**AIM OF THE EXERCISE**
Reproduce exactly, and only, the lines below from the one containing "Target: peach zinnia" through the one containing "the white dahlia.".

(SUPPLIED INFORMATION Opens)

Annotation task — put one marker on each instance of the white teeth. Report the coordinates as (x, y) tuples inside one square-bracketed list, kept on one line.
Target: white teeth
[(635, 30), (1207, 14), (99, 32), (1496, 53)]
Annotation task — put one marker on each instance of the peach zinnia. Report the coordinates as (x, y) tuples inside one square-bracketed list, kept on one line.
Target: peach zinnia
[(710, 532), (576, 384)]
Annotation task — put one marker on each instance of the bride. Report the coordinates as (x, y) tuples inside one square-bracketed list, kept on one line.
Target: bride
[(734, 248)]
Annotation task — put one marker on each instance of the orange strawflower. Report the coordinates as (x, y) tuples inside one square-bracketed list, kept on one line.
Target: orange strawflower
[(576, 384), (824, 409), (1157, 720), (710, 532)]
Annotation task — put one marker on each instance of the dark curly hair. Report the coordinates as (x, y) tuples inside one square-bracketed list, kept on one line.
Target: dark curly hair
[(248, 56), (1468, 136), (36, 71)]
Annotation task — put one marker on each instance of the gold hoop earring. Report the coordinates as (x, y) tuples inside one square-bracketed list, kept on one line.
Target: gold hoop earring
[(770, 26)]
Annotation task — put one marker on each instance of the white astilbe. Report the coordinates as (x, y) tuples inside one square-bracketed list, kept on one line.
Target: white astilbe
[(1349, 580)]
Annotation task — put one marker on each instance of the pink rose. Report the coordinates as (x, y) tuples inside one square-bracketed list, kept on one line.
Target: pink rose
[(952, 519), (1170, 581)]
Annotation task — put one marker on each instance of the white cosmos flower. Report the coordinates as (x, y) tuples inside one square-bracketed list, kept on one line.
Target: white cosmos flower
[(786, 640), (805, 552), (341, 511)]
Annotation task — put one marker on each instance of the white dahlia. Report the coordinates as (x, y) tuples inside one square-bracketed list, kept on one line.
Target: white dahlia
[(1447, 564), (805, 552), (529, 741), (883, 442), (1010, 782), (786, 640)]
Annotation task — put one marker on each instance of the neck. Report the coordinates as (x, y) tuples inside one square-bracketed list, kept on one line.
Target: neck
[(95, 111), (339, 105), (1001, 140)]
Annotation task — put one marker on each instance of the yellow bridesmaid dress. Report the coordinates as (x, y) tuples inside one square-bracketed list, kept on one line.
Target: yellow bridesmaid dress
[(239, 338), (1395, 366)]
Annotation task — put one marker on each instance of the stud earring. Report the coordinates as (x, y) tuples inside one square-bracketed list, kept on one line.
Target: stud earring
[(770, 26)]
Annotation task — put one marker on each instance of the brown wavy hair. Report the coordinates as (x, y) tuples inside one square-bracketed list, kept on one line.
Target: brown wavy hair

(SUPPLIED INFORMATION Closes)

**YOUR SOLUTION**
Target: peach zinnia
[(710, 532), (576, 384)]
Annotation task — put one marker on each instance of the bride. Report the coordinates as (x, y) tuples inside one square-bracketed list, kept on one line.
Target: bride
[(734, 248)]
Annotation task — put one marker on each instance of the orange strawflower. Report the coordinates as (x, y) tuples inside one square-bracketed list, kept on one line.
Target: orange strawflower
[(576, 384), (824, 409), (1157, 720), (710, 532)]
Annotation task — put one marker on each instance of the dark curly hair. Report the coordinates as (x, y) tuples inside one square-bracketed list, kept on one line.
Target: dark curly hair
[(248, 56), (1468, 136), (36, 71)]
Annotation task — put one marker on each instance of the gold hoop earring. Report the coordinates as (x, y) tuples inside one square-bracketed list, kept on one line.
Target: gold hoop earring
[(770, 26)]
Annotation task — put one marker on each instance of the white astilbe. Report the coordinates as (x, y) tuples inside one square-bracketed list, kept on one line.
Target: white astilbe
[(1349, 580)]
Annotation task — put one marker on each instance of the pink rose. Report the coordinates as (x, y) tuples inside one square-bracketed list, kept on one line.
Target: pink rose
[(952, 519), (1170, 581)]
Annotation task — put one marker on each instance of the white cosmos flower. Report the coordinates as (x, y) tuples inside one square-bracketed list, kept on one line.
Target: white cosmos flower
[(786, 640), (805, 552), (341, 511)]
Annotation task — put one marker on each instance of the white dahlia. Report the coordinates as (x, y) tuples inside one square-bracketed list, kept on one line.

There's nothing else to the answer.